The exercise:
Format the data as a numbered list, starting at the first line and ending at the line that contains "[[[838,222],[749,307],[730,353],[736,456],[790,483],[838,485]]]", with both of those lines included. Leave out blank lines.

◆ ◆ ◆ ◆

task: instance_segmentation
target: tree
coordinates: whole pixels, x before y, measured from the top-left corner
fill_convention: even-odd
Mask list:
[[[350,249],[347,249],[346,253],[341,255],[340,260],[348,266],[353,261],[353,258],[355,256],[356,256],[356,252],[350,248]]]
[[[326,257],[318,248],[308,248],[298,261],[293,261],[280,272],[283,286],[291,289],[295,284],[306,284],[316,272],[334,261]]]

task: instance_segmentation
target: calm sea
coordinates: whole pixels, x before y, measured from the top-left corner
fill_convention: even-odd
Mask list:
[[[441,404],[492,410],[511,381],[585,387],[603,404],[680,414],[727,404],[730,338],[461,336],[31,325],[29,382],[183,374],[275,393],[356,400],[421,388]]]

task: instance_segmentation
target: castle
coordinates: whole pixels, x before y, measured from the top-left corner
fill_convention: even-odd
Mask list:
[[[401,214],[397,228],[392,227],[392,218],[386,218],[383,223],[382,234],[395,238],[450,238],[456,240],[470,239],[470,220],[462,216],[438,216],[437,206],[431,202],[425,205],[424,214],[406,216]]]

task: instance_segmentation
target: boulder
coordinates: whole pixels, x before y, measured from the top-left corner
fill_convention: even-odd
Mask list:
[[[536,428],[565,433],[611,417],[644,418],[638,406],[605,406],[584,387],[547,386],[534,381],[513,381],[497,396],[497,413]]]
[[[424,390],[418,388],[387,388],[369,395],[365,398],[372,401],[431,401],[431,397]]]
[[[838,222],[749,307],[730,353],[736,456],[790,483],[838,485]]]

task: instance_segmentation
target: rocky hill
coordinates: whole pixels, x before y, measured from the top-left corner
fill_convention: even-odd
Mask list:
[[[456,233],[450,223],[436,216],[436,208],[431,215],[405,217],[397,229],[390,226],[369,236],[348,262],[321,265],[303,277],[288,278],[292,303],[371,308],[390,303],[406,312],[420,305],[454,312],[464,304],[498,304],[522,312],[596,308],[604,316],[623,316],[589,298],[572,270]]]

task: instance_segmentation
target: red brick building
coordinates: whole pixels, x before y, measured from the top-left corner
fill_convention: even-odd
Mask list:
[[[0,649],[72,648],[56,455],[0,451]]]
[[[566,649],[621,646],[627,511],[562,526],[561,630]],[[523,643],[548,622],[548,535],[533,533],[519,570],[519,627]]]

◆ ◆ ◆ ◆

Task answer:
1. task: instance_segmentation
2. target: tree
3. coordinates: whole pixels, x before y, measured from the top-left corner
4. fill_convention: even-odd
5. Mask list:
6. [[[350,249],[347,249],[346,253],[341,255],[340,260],[348,266],[353,261],[353,258],[355,256],[356,256],[356,252],[350,248]]]
7. [[[326,257],[318,248],[308,248],[298,261],[293,261],[280,272],[283,286],[291,289],[295,284],[306,284],[316,272],[334,261]]]
8. task: instance_segmentation
9. target: calm sea
10. coordinates: whole pixels, x before y, measured from the top-left corner
11. fill_convention: even-odd
12. Mask list:
13. [[[441,404],[492,410],[511,381],[585,387],[603,404],[680,414],[727,404],[730,338],[461,336],[31,325],[29,382],[183,374],[275,393],[356,400],[421,388]]]
14. task: instance_segmentation
15. target: castle
16. coordinates: whole pixels, x before y, measured from the top-left corner
17. fill_convention: even-odd
18. Mask list:
19. [[[401,214],[397,228],[392,227],[392,218],[386,218],[383,223],[382,234],[395,238],[450,238],[456,240],[470,239],[470,220],[462,216],[438,216],[437,206],[431,202],[425,205],[424,214],[406,216]]]
20. task: instance_segmentation
21. target: boulder
22. coordinates: whole pixels, x before y, measured from the top-left corner
23. fill_convention: even-odd
24. Mask list:
25. [[[536,428],[565,433],[611,417],[644,418],[638,406],[605,406],[584,387],[547,386],[534,381],[513,381],[497,396],[497,413]]]
26. [[[424,390],[418,388],[387,388],[369,395],[365,398],[372,401],[431,401],[431,397]]]
27. [[[838,222],[749,307],[730,353],[736,456],[790,483],[838,485]]]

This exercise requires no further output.